- Reading passage -
In 1943, film producer Joseph Judson Cohn acquired the 195 acre property adjacent to Inglenook Winery. In 1945 Cohn was persuaded by his neighbor John Daniel Jr., then in charge of Inglenook, to plant grape vines on his estate. 80 acre were planted with Cabernet Sauvignon, and the fruit from the J. J. Cohn Estate was sold to Inglenook for years. Inglenook flourished during the 1940s and 1950s until it was sold to Allied Grape Growers in 1964.

More than 1500 acre of the Inglenook property were acquired by Francis Ford Coppola in 1975 with profits of his film, The Godfather. The brand name and the remaining 94 acres (38 ha), including the historic winery, were bought by Heublein, Inc., which began making lower quality wines produced elsewhere under the Inglenook label. Under the leadership of Dennis Fife, Inglenook again began producing critically acclaimed wines. Heublein was later bought by RJR Nabisco, then sold to Grand Metropolitan in 1987. Heublein sold the winery to the Canandaigua Wine Company (which later became Constellation Brands) in 1994. Canandaigua consolidated winemaking operations elsewhere and sold the remaining acreage and winery to Coppola in 1995. In the French tradition, Coppola combined his name with the original owner, naming the facility Niebaum-Coppola Estate Winery. Coppola later renamed it the Rubicon Estate Winery. In January 2008, The Wine Group announced that it would purchase Almaden Vineyards, the Inglenook label, and the Paul Masson Winery in Madera, California from Constellation Brands for $134 million in cash.

- Records shown -

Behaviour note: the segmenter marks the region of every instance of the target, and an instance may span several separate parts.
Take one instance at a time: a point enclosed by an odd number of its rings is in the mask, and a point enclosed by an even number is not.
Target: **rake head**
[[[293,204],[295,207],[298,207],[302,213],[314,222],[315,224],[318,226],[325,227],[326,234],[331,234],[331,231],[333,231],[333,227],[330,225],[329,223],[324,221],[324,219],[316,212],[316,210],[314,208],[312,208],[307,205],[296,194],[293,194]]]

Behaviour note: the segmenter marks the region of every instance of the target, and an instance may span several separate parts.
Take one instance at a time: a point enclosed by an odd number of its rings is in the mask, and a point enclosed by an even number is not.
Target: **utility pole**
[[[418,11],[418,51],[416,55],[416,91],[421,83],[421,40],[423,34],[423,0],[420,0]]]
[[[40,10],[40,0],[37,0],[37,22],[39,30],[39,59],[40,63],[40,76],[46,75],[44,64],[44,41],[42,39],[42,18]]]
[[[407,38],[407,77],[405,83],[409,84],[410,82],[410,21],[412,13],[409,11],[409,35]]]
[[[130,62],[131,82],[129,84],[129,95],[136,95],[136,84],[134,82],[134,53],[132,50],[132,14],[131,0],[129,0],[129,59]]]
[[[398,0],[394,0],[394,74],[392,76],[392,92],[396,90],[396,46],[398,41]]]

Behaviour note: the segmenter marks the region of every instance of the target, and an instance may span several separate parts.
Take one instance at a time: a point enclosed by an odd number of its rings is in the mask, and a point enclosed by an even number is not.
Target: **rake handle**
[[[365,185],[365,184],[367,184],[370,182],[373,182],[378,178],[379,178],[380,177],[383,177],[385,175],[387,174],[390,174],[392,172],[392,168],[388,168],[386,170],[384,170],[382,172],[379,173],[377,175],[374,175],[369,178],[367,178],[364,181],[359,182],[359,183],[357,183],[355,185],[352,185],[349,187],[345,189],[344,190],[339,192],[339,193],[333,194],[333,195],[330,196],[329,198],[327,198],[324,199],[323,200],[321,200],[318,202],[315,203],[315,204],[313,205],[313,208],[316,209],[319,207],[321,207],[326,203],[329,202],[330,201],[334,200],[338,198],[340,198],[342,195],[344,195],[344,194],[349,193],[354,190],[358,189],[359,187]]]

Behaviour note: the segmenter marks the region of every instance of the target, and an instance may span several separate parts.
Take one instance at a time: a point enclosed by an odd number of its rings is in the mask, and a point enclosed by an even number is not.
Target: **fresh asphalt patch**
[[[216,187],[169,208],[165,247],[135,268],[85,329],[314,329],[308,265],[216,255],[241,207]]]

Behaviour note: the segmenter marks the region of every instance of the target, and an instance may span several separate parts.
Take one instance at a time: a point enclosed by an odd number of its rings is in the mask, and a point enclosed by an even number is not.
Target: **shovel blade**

- Questions to answer -
1) In the Inglenook passage, what name did Coppola first give the winery facility after combining his name with the original owner's?
2) From the Inglenook passage, quote the part that begins with "In 1943, film" and ends with "Growers in 1964.".

- Results of the tasks -
1) Niebaum-Coppola Estate Winery

2)
In 1943, film producer Joseph Judson Cohn acquired the 195 acre property adjacent to Inglenook Winery. In 1945 Cohn was persuaded by his neighbor John Daniel Jr., then in charge of Inglenook, to plant grape vines on his estate. 80 acre were planted with Cabernet Sauvignon, and the fruit from the J. J. Cohn Estate was sold to Inglenook for years. Inglenook flourished during the 1940s and 1950s until it was sold to Allied Grape Growers in 1964.